# SUPPLIED TEXT:

——

Hello everybody out there in farm country. This is Rick Frank sitting in for John Block. This radio commentary is brought to you by the National Corn Growers Association, CropLife America, and Renewable Fuels Association. They are all friends, supporters, and allies of a healthy farm economy and prosperous rural America. Thank you.
And now for today’s commentary –
Drive a quarter of a mile in any direction while in San Diego and you will see a large billboard shouting, “Aches and Pains – Cannabis Delivered to your Door.” These pot billboards are visible for all to see. Medical and recreational cannabis have now been approved in a total of 34 sates. I support decriminalization of pot and, for the most part, legalization. But, I am concerned about stoned drivers on the road and the overly permissive message we are sending to our kids.
The recent Farm Bill provision legalizing hemp and establishing programs for its growth and sale could make matters worse. Marijuana and hemp are from the same plant. Hemp may have a maximum of .3% THC, the substance that gets you high, to qualify under the Farm Bill. While the definition of hemp significantly limits the amount of cannabinoids and THC which are permitted, it will be very difficult to fully regulate this provision.

——

# PROBLEMS TO WORK ON:
1. In the radio commentary on cannabis and hemp, what is the highest THC content hemp may have to qualify under the Farm Bill?
2. Resume the radio commentary on cannabis and hemp, picking up after its final sentence.

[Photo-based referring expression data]
——

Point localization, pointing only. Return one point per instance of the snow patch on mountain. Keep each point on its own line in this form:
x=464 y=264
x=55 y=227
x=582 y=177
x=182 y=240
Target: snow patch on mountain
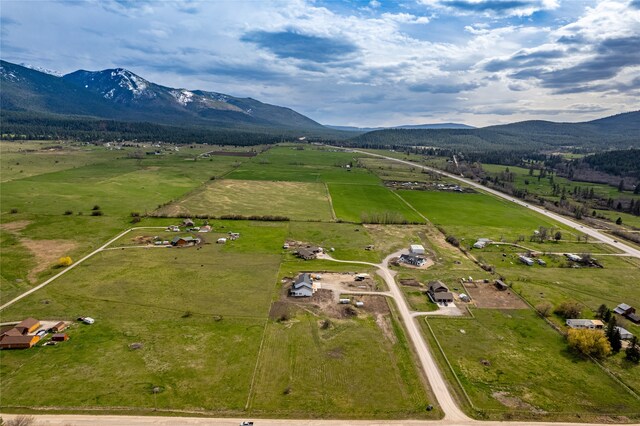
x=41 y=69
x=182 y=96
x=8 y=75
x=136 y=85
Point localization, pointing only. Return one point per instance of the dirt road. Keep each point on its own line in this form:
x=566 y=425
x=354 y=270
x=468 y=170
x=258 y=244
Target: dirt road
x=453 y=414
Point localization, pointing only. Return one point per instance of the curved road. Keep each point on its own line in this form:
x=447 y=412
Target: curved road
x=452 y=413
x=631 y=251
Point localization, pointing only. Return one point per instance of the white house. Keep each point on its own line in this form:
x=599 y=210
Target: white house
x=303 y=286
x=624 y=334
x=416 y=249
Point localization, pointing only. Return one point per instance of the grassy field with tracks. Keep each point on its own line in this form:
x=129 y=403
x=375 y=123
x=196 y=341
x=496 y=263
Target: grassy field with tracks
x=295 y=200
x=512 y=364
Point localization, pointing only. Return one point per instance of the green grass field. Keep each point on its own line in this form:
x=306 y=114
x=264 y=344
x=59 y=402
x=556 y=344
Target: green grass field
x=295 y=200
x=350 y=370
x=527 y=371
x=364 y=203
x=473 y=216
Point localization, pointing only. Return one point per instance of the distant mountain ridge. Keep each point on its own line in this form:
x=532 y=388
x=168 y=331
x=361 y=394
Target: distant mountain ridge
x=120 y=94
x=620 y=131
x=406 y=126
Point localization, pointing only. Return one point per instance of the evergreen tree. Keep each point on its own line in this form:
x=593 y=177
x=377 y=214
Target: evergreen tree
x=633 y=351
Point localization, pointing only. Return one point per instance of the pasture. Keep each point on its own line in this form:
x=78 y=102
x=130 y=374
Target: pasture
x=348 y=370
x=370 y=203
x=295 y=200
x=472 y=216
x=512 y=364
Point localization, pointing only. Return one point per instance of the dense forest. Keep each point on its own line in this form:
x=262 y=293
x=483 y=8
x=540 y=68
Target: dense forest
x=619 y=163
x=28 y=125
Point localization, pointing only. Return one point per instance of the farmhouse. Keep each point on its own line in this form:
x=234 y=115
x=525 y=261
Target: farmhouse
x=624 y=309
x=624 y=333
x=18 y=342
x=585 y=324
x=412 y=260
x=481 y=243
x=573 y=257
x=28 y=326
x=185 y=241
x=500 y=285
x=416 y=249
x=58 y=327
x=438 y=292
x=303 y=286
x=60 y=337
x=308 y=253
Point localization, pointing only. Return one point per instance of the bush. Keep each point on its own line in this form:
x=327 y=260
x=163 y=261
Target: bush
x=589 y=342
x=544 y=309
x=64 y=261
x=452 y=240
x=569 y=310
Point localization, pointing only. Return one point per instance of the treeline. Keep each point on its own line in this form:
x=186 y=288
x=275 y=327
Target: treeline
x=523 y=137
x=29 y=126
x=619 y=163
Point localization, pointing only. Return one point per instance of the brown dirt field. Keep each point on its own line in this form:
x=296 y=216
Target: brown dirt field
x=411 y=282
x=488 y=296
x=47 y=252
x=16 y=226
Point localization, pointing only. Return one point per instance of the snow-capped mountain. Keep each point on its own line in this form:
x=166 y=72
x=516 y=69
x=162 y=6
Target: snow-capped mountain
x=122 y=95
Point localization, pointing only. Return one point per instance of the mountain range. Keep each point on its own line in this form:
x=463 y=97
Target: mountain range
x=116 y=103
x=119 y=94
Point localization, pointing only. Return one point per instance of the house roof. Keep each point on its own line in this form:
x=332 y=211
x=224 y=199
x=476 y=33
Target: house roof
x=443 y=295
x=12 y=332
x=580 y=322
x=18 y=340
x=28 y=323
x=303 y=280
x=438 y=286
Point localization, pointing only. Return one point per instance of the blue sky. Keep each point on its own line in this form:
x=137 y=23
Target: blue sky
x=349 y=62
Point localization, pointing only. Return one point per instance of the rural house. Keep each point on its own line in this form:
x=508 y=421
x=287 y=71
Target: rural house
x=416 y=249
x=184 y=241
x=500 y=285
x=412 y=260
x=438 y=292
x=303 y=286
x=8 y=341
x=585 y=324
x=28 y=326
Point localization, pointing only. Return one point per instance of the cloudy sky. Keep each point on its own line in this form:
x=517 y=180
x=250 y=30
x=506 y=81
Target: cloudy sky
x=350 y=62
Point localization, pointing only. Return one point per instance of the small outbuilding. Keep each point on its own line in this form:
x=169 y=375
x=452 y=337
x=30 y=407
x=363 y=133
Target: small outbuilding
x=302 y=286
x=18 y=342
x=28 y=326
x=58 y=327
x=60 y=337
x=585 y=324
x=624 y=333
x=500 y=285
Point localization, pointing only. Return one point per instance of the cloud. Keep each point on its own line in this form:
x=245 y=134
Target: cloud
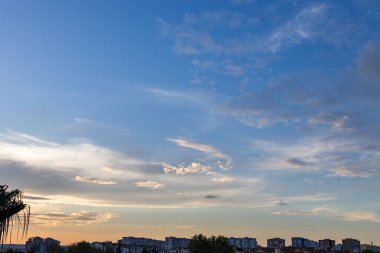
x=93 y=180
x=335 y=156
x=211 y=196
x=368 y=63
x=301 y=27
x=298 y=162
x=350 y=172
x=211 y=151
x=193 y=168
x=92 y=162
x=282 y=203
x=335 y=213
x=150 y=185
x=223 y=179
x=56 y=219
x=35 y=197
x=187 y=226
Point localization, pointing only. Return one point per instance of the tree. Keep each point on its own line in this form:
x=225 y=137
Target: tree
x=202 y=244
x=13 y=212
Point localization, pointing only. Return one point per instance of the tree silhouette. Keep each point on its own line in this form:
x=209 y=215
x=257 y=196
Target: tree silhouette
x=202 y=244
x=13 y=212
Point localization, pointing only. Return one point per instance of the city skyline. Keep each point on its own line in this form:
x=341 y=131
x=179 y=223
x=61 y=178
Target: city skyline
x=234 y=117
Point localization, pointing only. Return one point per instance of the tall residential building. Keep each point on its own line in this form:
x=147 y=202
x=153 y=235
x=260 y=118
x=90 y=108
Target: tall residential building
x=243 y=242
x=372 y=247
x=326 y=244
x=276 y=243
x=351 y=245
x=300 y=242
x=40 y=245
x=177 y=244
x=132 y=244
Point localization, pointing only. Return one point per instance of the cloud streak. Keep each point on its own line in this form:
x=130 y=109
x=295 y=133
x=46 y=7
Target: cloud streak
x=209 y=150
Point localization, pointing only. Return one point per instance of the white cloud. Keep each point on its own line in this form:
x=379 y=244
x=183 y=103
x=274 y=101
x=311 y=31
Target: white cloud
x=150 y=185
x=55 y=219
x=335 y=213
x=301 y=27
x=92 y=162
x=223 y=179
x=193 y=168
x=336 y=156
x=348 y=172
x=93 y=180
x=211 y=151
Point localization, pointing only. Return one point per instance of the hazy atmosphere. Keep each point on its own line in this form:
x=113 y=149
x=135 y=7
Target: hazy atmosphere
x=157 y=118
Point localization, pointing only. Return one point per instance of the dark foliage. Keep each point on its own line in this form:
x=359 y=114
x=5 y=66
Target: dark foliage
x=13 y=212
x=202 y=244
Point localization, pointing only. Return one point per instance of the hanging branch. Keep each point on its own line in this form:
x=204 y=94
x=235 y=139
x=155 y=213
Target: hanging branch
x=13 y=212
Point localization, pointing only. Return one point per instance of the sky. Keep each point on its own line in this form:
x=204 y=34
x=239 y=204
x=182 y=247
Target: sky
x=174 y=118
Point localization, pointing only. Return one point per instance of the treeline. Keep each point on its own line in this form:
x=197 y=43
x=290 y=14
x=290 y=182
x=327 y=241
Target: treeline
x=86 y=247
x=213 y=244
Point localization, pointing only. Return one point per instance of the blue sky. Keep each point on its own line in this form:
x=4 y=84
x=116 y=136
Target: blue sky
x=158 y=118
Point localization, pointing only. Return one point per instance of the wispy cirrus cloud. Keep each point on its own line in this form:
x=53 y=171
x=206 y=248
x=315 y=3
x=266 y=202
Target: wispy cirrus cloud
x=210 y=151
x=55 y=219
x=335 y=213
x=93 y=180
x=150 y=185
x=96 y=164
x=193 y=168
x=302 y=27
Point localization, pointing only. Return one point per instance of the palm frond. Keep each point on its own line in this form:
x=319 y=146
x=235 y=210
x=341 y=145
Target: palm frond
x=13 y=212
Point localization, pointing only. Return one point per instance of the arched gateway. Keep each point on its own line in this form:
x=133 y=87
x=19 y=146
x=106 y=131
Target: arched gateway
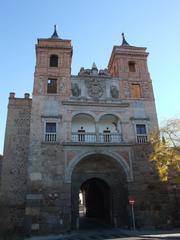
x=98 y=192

——

# SET OF ANSWERS:
1. A maximum of .3% THC.

2.
Questions remain as to the legality of cannabis as an ingredient in food or dietary supplements. The Food and Drug Administration has issued a statement reiterating that cannabis and cannabis-derived substances are not permitted ingredients in food or dietary supplements. The FDA is currently taking comments on this issue and will hold a public hearing at the end of the month. Cannabis has not been shown to be safe when eaten like regular foods and supplements. Cannabis-related products should not be permitted to make health or medical claims. Cannabis-infused foods or supplements are not drugs, have not been approved by the FDA as drugs, and should not be permitted on the marketplace with these types of medical claims. It would truly be a tragedy if parents or children substituted these improperly promoted foods and supplements for critically necessary drugs.
The cannabis industry, like the distilled spirits industry, should at a minimum voluntarily agree to no health or medical claims for these products and should consider limiting the advertising and promotional vehicles to those which reach an audience primarily over 21.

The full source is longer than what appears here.